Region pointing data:
*** Begin section ***

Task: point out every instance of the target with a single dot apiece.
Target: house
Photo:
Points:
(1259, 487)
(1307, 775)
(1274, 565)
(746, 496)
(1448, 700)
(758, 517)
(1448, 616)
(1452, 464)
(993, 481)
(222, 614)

*** End section ***

THE TASK:
Generate an exact reproduction of all entries.

ANSWER TO THE PROBLEM:
Task: point out every instance of the target with a single dot apiece.
Target: house
Photo:
Points:
(1259, 487)
(1307, 775)
(1274, 565)
(746, 496)
(1448, 700)
(758, 517)
(1448, 616)
(1452, 464)
(993, 481)
(222, 614)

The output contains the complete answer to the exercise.